### [PROBLEM]
All of the data below needs to be set down once more, exactly as written.

### [SUPPLIED RECORDS]
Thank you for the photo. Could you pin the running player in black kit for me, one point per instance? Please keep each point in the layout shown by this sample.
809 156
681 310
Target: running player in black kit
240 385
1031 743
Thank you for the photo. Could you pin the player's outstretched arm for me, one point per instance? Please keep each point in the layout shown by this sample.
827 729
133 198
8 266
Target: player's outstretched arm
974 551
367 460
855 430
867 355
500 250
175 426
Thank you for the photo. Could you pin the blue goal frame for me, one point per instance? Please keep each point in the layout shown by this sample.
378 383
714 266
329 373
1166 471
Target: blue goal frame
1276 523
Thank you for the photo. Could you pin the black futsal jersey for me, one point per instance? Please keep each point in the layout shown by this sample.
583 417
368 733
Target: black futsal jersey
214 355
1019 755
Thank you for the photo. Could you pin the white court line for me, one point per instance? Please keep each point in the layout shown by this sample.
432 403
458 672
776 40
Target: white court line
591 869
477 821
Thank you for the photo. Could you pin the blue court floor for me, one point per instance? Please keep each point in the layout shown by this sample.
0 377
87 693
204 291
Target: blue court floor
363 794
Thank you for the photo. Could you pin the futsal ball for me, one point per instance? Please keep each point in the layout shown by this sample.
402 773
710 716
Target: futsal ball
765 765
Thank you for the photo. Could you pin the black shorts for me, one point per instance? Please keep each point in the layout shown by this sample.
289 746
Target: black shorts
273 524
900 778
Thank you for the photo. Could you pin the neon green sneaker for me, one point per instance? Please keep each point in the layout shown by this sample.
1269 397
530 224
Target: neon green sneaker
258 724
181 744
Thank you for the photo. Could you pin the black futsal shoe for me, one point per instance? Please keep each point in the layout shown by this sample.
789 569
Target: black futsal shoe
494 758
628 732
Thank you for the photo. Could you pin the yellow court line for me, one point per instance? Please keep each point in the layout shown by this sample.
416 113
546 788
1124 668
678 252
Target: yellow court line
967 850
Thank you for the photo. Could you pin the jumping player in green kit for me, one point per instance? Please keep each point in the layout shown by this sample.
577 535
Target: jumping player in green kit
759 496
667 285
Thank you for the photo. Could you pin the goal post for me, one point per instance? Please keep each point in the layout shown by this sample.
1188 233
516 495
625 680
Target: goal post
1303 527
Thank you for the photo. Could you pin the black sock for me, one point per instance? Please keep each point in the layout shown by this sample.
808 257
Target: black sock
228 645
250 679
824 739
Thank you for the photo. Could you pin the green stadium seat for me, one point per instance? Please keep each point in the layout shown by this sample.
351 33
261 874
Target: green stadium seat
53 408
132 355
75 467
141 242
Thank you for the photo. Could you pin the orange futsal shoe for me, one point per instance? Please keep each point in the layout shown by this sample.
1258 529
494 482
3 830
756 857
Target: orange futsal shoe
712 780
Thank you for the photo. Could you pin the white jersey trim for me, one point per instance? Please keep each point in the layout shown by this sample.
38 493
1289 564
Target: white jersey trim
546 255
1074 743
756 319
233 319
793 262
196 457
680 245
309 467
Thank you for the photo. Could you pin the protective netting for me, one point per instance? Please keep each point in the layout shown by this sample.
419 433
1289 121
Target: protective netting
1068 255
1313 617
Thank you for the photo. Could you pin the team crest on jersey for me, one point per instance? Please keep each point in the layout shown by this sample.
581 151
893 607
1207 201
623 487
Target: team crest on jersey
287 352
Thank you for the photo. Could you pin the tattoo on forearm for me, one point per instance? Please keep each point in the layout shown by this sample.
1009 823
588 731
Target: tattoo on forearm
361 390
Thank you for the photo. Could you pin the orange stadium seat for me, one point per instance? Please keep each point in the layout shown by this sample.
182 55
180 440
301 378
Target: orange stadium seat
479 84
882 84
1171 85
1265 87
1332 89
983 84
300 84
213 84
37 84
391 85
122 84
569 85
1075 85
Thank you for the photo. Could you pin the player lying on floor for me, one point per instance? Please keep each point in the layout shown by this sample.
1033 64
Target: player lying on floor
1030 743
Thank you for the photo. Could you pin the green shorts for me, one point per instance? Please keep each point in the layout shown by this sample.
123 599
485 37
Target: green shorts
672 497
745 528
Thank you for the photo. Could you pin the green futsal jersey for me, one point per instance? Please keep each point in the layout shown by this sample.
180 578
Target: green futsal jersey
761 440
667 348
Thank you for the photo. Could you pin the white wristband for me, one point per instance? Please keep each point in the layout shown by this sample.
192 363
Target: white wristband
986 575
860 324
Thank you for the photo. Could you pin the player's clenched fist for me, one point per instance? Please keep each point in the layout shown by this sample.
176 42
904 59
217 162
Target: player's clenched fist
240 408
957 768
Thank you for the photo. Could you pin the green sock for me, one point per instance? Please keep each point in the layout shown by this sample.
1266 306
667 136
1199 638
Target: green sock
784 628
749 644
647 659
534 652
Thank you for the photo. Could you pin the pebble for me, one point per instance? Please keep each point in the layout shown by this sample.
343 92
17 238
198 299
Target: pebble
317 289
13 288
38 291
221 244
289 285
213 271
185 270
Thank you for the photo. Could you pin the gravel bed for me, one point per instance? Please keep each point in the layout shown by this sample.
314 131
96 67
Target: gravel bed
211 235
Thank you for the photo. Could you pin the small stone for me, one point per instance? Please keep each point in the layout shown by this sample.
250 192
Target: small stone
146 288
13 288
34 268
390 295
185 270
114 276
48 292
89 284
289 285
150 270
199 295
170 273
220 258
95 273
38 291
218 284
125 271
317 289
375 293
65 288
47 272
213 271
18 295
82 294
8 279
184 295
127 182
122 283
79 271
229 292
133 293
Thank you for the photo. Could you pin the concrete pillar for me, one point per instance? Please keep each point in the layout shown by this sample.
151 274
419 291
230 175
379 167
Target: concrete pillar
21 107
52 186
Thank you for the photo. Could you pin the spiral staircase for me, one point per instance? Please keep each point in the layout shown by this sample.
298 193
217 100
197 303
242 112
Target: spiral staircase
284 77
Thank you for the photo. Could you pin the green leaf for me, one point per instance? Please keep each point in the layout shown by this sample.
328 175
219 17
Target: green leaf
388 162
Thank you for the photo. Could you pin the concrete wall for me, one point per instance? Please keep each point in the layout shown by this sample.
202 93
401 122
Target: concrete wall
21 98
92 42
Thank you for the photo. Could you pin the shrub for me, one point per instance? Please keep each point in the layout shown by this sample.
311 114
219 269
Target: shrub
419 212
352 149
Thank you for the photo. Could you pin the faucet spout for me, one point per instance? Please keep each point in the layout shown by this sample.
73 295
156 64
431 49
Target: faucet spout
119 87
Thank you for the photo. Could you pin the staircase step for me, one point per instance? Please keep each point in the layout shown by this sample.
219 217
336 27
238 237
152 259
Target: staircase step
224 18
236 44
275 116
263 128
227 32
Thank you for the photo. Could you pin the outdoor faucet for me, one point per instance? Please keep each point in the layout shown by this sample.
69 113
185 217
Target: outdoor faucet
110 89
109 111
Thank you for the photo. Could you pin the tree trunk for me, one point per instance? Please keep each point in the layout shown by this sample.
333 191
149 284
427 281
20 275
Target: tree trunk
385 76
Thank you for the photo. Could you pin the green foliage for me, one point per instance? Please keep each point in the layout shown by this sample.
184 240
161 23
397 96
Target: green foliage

### [TASK RESPONSE]
Thank you for the photo. Could you pin the running player in black kit for me, one point per instance? Please keep each point in the layout shown by this sample.
809 156
681 310
Target: running player in black kit
240 385
1031 743
Thank you for the photo. Could you pin the player's outstretched arm for me, one point per instance? Please keep each point in the layout shown by this sample.
827 729
133 198
8 266
Target: player's outstretched arm
974 551
367 460
855 430
867 355
500 250
175 426
Thank you for the photo. Could you pin the blue goal frame for me, one point per instance? Please keep each point in the layout shown by this sample.
378 383
714 266
329 373
1166 471
Target: blue goal frame
1276 523
Thank you for the photo. Could you pin the black futsal jersey for me, one point per instance? Please keep each point in the layout shown by this sample.
583 417
368 733
Target: black futsal jersey
214 355
1019 755
Thank you for the photo. Could you pin the white court line for me, one point per instance? Please keep each point in the layout shown by this sample.
432 403
458 672
776 40
Target: white court line
591 869
477 821
Thank you for the photo. Could you pin the blue court floor for me, one point per instance? Please keep each point in the layout shown by this sample.
0 377
87 693
204 291
Target: blue court floor
363 794
Thank you for the photo. Could you pin the futsal ball for me, one point per instance? Please keep each point in the layout shown by this sample.
402 773
710 716
Target: futsal ball
765 765
Thank you for the photo. Could you pin the black shorts for me, one point per instance? Please keep each point in the layout shown by this sample.
289 746
Target: black shorts
273 524
900 778
Thank you for the photo. Could you pin the neon green sneaker for me, one point per instance? Please keep each point in the layout shown by this sample.
1269 397
530 224
Target: neon green sneaker
258 724
181 744
Thank you for the photo. Could you pin the black futsal shoe for me, one point per instance? Please keep each point in the layout shown by this sample.
789 569
Target: black futsal shoe
494 758
628 732
Thank you for the photo. Could you pin the yellow court line for me, one point per instance? Please keep each point in the layout shown by this sample.
416 113
546 788
1124 668
678 252
Target: yellow court line
967 850
Thank you for the photo. Could you pin the jumping player in green kit for me, one point per instance? Please keep each point in the layout shown by this sample.
577 535
Target: jumping player in green kit
759 496
667 285
Thank you for the photo. Could you pin the goal post for me, one point per instance? Please keep each point in the layout shown by this sample.
1188 233
516 495
625 680
Target: goal post
1303 527
Thank you for the photo. Could you pin the black sock for me, one point per instance? Please keep each point in the layout shown by this sample.
808 257
Target: black sock
228 645
250 679
824 739
Thank you for the photo. Could you pin the green stadium seat for me, one point per instance? Please keep each point in the layout shown by this sample.
351 33
261 874
Target: green stadium seat
53 408
132 355
75 467
141 242
Thank you for the photo. Could you pin the orange futsal shoe for me, one point per instance? Please keep each point in the layout shown by this sample.
1258 529
494 482
3 830
756 857
Target: orange futsal shoe
712 780
Thank you for the photo. Could you pin the white jersey trim for me, one point per instance? Please keep each point in the layout shown by this sample.
38 493
1289 564
Target: white jersey trim
546 255
1074 743
756 319
233 319
793 262
196 457
680 245
309 467
Thank you for the photo. Could you pin the protective netting for me, one point per instance? Please keep each point in the layout shown by this sample.
419 433
1289 121
Target: protective netting
1068 255
1313 617
Thank you for the photo. Could you pin the team crest on jersey for me, one point per instance? Please keep each point in the layout shown by this sample.
581 151
893 607
1207 201
623 487
Target: team crest on jersey
287 352
Thank you for the photo. Could you pin the tattoo on forearm for me, one point per instance? Please keep each point in the layout shown by this sample.
1009 823
588 731
Target: tattoo on forearm
361 390
Thank you for the photo. Could you pin the orange stadium seat for me, one point per instance? Please keep each point in the layout shown by this sample.
182 55
180 440
301 378
Target: orange stadium seat
479 84
882 84
1171 85
1265 87
1332 89
983 84
300 84
213 84
37 84
391 85
122 84
569 85
1075 85
Thank you for the photo. Could you pin the player lying on floor for me, one point per instance? Please keep each point in the layout shown by this sample.
1033 64
Target: player lying on floor
1030 743
Thank you for the photo. Could you pin the green shorts for me, one point per instance? Please keep each point in the layout shown by this sample.
123 599
485 37
Target: green shorts
672 497
745 528
Thank you for the photo. Could you pin the green futsal jersey for me, one point per instance? Please keep each point in the layout shown by this sample.
180 578
Target: green futsal jersey
761 440
667 348
Thank you for the photo. Could you pin the white wristband for me, one point per instance? Please keep each point in the layout shown by this sample.
192 363
Target: white wristband
986 575
860 324
Thank you for the photo. Could you pin the player's clenched fist for me, one point per instance? Please keep each point in the layout shown by this sample.
176 42
904 59
217 162
Target: player's clenched fist
240 408
957 768
Thank you for the photo. Could you pin the green sock for me, one point per instance? Please keep each point in the layout shown by this sample.
1266 306
667 136
1199 638
Target: green sock
784 628
749 644
647 659
534 652
Thank you for the photo. Could you pin the pebble for me, one point per instance? Please keep each point in the layout shown by this sample.
343 92
17 238
198 299
Target: pebble
317 289
13 288
38 291
221 244
289 285
213 271
185 270
Thank you for the photo. Could you pin the gravel bed for me, one point per instance? Please keep each point in the layout shown by this sample.
314 131
96 67
Target: gravel bed
211 235
Thank you for the photo. Could you pin the small stone for me, one point per instance? Please keep each point in the layout shown by this sample.
250 192
Target: small stone
146 288
13 288
34 268
390 295
185 270
114 276
48 292
89 284
289 285
150 270
199 295
170 273
220 258
95 273
38 291
218 284
125 271
317 289
375 293
65 288
47 272
213 271
18 295
82 294
8 279
184 295
127 182
122 283
79 271
229 292
133 293
Thank you for the photo. Could you pin the concrete pillar for me, one point per instance? Please keep each point in the layout shown by this sample.
151 274
419 291
230 175
379 167
Target: concrete pillar
21 107
52 186
Thank you for the photo. Could you pin the spiral staircase for me, one point per instance? Please keep each point in the layout shown by this sample.
298 193
217 100
197 303
242 112
Target: spiral staircase
284 77
Thank you for the photo. Could you pin the green leaf for me, one point per instance? Please keep each point in the layout shown by this sample.
328 175
219 17
Target: green leaf
388 162
Thank you for the photo. Could you pin the concrete wall for me, one point per instance? Please keep each point in the layout shown by this sample.
202 93
401 122
Target: concrete wall
21 98
92 42
Thank you for the photo. Could you pin the shrub for me, one point per instance? Please keep each point in the layout shown by this sample.
311 114
219 269
Target: shrub
419 212
352 149
Thank you for the photo. Could you pin the faucet spout for me, one point per instance? Please keep each point in the layout shown by this sample.
73 295
156 64
431 49
Target: faucet spout
119 87
Thank you for the photo. Could you pin the staircase step for me, one point per instance? Please keep each point in the layout shown by this sample.
219 217
336 27
238 237
152 259
Target: staircase step
224 18
236 44
275 116
263 128
227 32
Thank you for the photo. Could you pin the outdoor faucet for me, one point per instance? Please keep each point in the layout shown by this sample.
69 113
185 217
Target: outdoor faucet
110 89
109 111
Thank you for the photo. Could you pin the tree trunk for me, one point per instance? Please keep each point in the layout shown by this sample.
333 191
149 284
427 281
20 275
Target: tree trunk
385 76
Thank you for the photo. Could you pin the green foliage for me, one point per instance? Please keep each point in the layout shown by this sample.
184 240
161 23
397 96
Target: green foliage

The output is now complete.